Study questions.
[a] Copy out the forum post about Sam and Eric, starting at "Hi everyone, sorry" and ending at "issues come in.".
[b] Write the next part of the forum post about Sam and Eric, picking up right after its final sentence.

Source passage.
------

Hi everyone, sorry if this is the wrong category but I wasn't entirely sure where to post it.
Anyway, I'm wondering what to do here...
I have a friend I've known for a very long time (over 10 years), let's call him Sam. Sam has a friend, let's call him Eric.
Sam and Eric have a very heated friendship where they have been arguing on and off a lot lately. Both Sam and Eric aren't in relationships, but want to be... and this is where the issues come in.
There have been times where Sam and Eric have been interested in the same person and it's caused tension. So much so that they have argued about it before. They also both share the same kind of hobby (video making) and it's opened up the social group, which in itself isn't an issue BUT a lot of dirty laundry has been aired behind one another's backs to the social group.
I recently found out that Eric got very angry at Sam at one point and created a fake account to talk to Sam.
Here's the kicker... He pretended to be a girl and started sexting him.
Eric sent sexual messages to Sam in order to mess with him, and I know for a fact he did it because he told me and a bunch of other online friends about it. He was even laughing about it.

------

Extracted entries.

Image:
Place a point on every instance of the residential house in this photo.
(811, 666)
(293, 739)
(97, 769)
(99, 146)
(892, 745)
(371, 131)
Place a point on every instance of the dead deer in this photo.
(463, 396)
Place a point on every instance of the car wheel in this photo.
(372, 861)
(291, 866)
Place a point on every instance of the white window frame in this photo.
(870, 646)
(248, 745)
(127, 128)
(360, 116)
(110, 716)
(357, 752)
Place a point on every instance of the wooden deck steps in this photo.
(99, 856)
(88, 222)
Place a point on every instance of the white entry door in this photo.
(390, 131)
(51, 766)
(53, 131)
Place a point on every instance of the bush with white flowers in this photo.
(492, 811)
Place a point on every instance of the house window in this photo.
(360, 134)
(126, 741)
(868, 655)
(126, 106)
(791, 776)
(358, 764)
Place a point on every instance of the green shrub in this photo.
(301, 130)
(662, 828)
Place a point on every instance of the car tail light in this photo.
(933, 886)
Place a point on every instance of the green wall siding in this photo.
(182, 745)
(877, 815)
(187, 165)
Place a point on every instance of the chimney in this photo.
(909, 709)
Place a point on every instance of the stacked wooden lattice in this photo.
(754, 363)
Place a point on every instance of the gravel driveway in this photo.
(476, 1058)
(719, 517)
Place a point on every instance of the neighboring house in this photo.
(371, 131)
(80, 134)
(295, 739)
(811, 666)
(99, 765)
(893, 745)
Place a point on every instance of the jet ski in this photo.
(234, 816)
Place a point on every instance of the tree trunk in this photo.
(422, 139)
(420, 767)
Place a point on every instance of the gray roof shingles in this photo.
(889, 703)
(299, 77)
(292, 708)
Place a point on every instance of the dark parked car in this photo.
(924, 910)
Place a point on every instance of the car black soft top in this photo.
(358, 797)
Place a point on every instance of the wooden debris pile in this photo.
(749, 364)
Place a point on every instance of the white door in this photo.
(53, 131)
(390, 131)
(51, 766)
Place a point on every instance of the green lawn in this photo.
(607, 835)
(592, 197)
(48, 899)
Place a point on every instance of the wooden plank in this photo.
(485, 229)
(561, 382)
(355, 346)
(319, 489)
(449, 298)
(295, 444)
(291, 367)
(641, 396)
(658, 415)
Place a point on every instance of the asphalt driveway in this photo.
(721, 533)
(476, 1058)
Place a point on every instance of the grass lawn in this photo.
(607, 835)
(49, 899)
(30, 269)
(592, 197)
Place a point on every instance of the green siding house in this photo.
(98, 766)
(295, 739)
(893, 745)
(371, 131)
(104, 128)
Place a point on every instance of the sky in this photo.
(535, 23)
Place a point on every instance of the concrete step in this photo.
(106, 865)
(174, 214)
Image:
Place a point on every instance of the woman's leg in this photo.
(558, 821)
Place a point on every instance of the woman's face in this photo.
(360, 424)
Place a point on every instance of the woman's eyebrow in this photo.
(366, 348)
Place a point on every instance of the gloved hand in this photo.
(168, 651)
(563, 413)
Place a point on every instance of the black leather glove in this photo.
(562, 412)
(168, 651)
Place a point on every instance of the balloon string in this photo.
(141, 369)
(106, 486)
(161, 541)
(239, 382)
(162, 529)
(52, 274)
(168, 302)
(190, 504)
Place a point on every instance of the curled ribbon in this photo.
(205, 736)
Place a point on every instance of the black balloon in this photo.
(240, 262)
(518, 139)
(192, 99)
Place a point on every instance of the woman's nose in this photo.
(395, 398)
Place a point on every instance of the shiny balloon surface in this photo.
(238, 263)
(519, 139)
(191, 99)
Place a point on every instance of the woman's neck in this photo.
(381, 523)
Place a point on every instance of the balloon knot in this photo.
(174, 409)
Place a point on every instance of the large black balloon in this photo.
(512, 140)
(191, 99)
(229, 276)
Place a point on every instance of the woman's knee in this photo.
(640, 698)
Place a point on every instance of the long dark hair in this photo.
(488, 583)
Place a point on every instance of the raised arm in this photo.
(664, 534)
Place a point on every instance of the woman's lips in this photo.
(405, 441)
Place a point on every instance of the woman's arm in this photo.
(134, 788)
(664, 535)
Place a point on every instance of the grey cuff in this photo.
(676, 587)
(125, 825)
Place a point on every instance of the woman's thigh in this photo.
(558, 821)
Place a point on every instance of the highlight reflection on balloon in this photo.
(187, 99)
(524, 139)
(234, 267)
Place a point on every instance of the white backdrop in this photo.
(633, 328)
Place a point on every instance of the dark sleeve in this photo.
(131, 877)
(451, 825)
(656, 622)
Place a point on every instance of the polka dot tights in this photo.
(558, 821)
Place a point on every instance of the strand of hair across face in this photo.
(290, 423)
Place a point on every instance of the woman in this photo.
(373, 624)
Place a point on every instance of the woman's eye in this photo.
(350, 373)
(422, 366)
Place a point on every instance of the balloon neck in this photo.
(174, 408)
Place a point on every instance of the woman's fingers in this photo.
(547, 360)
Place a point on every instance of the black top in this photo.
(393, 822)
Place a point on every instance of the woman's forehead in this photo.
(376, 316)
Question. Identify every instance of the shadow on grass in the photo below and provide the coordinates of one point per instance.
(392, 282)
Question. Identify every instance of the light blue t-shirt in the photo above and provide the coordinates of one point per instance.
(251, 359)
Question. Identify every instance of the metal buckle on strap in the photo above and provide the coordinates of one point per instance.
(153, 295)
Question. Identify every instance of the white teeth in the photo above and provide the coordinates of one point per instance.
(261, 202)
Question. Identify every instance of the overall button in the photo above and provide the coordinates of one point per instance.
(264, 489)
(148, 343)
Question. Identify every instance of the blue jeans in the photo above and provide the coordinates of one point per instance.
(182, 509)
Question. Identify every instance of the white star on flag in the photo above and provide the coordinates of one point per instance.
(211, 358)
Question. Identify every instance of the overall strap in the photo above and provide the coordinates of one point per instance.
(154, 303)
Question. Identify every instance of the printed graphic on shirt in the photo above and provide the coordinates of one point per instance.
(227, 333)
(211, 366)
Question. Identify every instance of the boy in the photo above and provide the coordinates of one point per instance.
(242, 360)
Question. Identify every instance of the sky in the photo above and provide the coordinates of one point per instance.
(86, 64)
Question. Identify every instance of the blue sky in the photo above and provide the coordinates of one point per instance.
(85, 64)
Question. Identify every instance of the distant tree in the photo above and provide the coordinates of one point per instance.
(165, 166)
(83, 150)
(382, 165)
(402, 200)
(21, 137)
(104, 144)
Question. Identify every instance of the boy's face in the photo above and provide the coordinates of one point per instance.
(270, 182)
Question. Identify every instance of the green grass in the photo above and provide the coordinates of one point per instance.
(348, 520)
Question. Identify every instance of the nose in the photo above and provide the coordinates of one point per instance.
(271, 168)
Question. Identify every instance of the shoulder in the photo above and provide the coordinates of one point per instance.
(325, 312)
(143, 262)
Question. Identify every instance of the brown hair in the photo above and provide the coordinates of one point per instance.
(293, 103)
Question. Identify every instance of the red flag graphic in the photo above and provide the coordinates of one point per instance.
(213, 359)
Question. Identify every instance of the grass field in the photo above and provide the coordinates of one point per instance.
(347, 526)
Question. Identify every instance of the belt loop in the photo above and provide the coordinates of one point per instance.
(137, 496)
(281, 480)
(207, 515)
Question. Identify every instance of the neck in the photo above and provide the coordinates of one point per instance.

------

Answer list.
[a]
Hi everyone, sorry if this is the wrong category but I wasn't entirely sure where to post it.
Anyway, I'm wondering what to do here...
I have a friend I've known for a very long time (over 10 years), let's call him Sam. Sam has a friend, let's call him Eric.
Sam and Eric have a very heated friendship where they have been arguing on and off a lot lately. Both Sam and Eric aren't in relationships, but want to be... and this is where the issues come in.

[b]
Sam eventually sent him a slightly explicit image (not a nude image) and that's become a "joke" to Eric and his friends. Eric led Sam on for a while but I think Sam stepped away from it eventually.
One day, Sam started an online "thing" with a different woman and they got on well, but the friendship group (myself NOT included) didn't like this girl, including Eric. So arguments happened.
Apparently, Eric's fake account had been flirting with Sam online to annoy this girl intentionally and so, more arguments.
Some time went by and Eric told some of our mutual friends that he retired the fake account.
However, one day when we were all playing a game online, Eric and Sam had had an argument that day, and suddenly this fake account appeared again and was trying to cause a lot of drama. Sam told everyone to block her and ignore it, but I'd found out a few days before that, who that account really was.
Now, Sam and Eric are friends again, but Sam doesn't know about that fake account, and Eric going behind his back like that.
So, my question is... what would you do in this situation? I want to tell Sam what has really happened, but I know a LOT of drama will happen.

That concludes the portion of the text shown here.